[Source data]
....

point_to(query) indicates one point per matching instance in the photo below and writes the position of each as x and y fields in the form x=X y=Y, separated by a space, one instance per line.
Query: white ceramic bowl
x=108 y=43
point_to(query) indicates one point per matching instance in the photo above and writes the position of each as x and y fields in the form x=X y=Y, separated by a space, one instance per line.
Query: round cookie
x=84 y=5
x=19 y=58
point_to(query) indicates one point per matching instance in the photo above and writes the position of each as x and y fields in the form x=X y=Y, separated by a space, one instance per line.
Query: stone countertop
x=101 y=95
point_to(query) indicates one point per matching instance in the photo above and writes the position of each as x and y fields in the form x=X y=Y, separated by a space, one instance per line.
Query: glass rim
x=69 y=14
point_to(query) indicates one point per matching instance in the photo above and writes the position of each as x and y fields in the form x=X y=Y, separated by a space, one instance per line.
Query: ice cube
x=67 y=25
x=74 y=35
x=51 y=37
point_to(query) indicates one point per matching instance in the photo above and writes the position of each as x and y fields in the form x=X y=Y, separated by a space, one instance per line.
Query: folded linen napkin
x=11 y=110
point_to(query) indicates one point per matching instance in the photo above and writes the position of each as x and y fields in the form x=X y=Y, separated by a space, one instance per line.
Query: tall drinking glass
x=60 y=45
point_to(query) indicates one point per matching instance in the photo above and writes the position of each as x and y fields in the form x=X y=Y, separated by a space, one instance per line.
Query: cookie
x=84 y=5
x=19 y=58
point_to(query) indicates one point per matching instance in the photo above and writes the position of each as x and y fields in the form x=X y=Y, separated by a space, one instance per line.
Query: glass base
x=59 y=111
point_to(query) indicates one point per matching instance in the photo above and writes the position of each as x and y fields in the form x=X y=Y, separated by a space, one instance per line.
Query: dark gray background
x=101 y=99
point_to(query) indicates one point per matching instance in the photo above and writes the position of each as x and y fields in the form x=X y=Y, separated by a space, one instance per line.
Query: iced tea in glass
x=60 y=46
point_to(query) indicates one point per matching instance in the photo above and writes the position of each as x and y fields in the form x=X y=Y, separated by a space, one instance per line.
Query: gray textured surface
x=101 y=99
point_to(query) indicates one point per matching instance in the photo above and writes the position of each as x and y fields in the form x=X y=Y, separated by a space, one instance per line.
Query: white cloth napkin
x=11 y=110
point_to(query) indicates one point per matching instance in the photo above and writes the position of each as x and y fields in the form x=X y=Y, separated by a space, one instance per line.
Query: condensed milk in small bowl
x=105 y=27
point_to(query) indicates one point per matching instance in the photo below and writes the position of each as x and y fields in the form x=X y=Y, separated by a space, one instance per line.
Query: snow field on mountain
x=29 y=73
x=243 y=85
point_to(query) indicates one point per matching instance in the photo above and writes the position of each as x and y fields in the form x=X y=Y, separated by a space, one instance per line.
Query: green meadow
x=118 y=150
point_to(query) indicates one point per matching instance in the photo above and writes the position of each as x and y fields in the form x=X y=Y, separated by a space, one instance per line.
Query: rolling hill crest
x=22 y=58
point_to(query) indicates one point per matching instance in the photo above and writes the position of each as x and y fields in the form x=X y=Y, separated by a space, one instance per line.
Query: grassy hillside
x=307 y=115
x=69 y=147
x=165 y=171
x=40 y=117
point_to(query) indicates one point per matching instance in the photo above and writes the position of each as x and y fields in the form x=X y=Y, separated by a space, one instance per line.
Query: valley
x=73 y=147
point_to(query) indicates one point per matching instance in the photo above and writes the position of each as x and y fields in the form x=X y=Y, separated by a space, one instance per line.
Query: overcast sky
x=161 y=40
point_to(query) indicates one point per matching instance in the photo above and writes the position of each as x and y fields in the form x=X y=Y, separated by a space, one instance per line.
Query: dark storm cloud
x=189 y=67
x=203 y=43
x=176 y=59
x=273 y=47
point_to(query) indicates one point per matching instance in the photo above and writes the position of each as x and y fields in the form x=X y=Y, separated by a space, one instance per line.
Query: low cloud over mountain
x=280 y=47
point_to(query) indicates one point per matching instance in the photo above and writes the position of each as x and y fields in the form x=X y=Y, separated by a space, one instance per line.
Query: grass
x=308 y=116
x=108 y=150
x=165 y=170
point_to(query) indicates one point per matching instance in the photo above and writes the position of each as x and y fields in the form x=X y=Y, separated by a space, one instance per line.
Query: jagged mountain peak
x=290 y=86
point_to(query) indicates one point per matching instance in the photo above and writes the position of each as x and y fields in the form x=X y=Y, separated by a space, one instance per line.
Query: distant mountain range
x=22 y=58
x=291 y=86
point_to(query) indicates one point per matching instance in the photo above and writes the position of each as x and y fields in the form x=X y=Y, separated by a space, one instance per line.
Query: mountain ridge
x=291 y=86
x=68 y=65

....

[TASK OBJECTIVE]:
The answer is the full data, repeated exactly as shown.

[WRITTEN SOLUTION]:
point_to(query) indicates one point per matching instance in the photo below and writes the position of each as x and y fields in the form x=X y=Y, separated by a space, one instance per line.
Query: white ceramic bowl
x=108 y=43
point_to(query) indicates one point per matching instance in the photo above and writes the position of each as x and y fields in the form x=X y=Y, separated by a space, one instance per line.
Query: round cookie
x=84 y=5
x=19 y=58
point_to(query) indicates one point per matching instance in the photo above and writes the position of each as x and y fields in the form x=X y=Y, separated by a space, one instance per line.
Query: stone countertop
x=101 y=95
point_to(query) indicates one point per matching instance in the photo above and writes the position of each as x and y fields in the form x=X y=Y, separated by a space, one instance per line.
Query: glass rim
x=69 y=14
point_to(query) indicates one point per matching instance in the photo above and writes the position of each as x and y fields in the form x=X y=Y, separated by a space, one instance per line.
Query: ice cube
x=67 y=25
x=74 y=35
x=51 y=37
point_to(query) indicates one point per matching instance in the photo above and writes the position of each as x and y fields in the form x=X y=Y, separated by a space, one instance per line.
Query: folded linen napkin
x=11 y=110
point_to(query) indicates one point per matching instance in the photo above and writes the position of each as x and y fields in the form x=X y=Y, separated by a space, one instance per line.
Query: tall drinking glass
x=60 y=45
point_to(query) indicates one point per matching instance in the photo above and writes the position of each as x and y fields in the form x=X y=Y, separated by a space, one instance per line.
Query: cookie
x=84 y=5
x=19 y=58
point_to(query) indicates one point per matching instance in the photo above and writes the position of each as x and y fields in the form x=X y=Y, separated by a space, one instance per line.
Query: glass base
x=59 y=111
point_to(query) indicates one point per matching instance in the photo above and writes the position of each as x and y fields in the form x=X y=Y, separated by a space, one instance per line.
Query: dark gray background
x=101 y=99
point_to(query) indicates one point per matching instance in the photo above and writes the position of each as x and y fields in the form x=X y=Y, separated by a space, one instance per line.
Query: iced tea in glass
x=60 y=46
point_to(query) indicates one point per matching instance in the photo above and writes the position of each as x and y fields in the form x=X y=Y, separated by a space, one instance per line.
Query: gray textured surface
x=101 y=99
point_to(query) indicates one point per matching instance in the photo above and writes the position of each as x and y fields in the form x=X y=Y, separated by a space, one instance per line.
Query: white cloth napkin
x=11 y=110
point_to(query) indicates one point per matching instance in the photo above and writes the position of each as x and y fields in the form x=X y=Y, separated by a space, one instance per line.
Query: condensed milk in small bowl
x=105 y=27
point_to(query) indicates one point per matching instance in the photo below and writes the position of each as x and y fields in the form x=X y=Y, separated by a space, one instance per line.
Query: snow field on mountain
x=29 y=73
x=243 y=85
point_to(query) indicates one point per matching instance in the photo above and writes the position of each as x and y fields in the form x=X y=Y, separated by a space, one instance per line.
Query: green meadow
x=118 y=150
point_to(query) indicates one point per matching instance in the photo above and writes the position of each as x and y fields in the form x=X y=Y, separated by a space, one instance per line.
Query: rolling hill crest
x=22 y=58
point_to(query) indicates one point per matching instance in the photo above and writes the position of each as x and y fields in the form x=X y=Y, separated by a space, one instance per line.
Query: grassy hillside
x=307 y=115
x=69 y=147
x=165 y=171
x=40 y=117
point_to(query) indicates one point per matching instance in the photo above and writes the position of each as x and y fields in the form x=X y=Y, separated by a space, one instance per line.
Query: valley
x=73 y=147
point_to(query) indicates one point per matching instance in the photo above and writes the position of each as x and y fields in the form x=X y=Y, separated by a space, one instance per line.
Query: overcast sky
x=161 y=40
point_to(query) indicates one point per matching instance in the photo above and writes the position of each as x and y fields in the form x=X y=Y, separated by a space, one instance per line.
Query: dark storm cloud
x=189 y=67
x=203 y=43
x=176 y=59
x=273 y=47
point_to(query) indicates one point per matching instance in the photo above and writes the position of each as x and y fields in the form x=X y=Y, separated by a space, one instance per line.
Query: low cloud over mountain
x=280 y=47
point_to(query) indicates one point per matching instance in the photo above and writes the position of each as x and y fields in the form x=X y=Y, separated by a space, one instance per line.
Query: grass
x=308 y=116
x=108 y=150
x=165 y=170
point_to(query) indicates one point per matching instance in the photo above and writes the position of each as x and y fields in the form x=X y=Y, separated by a space, one instance per line.
Query: jagged mountain peak
x=290 y=86
point_to(query) indicates one point per matching instance in the photo above and writes the position of each as x and y fields in the form x=X y=Y, separated by a space, one instance per line.
Query: distant mountain range
x=22 y=58
x=291 y=86
point_to(query) indicates one point per matching instance in the photo above and writes the position of each as x and y fields in the form x=X y=Y, separated by a space, one instance per line.
Query: mountain ridge
x=291 y=86
x=68 y=65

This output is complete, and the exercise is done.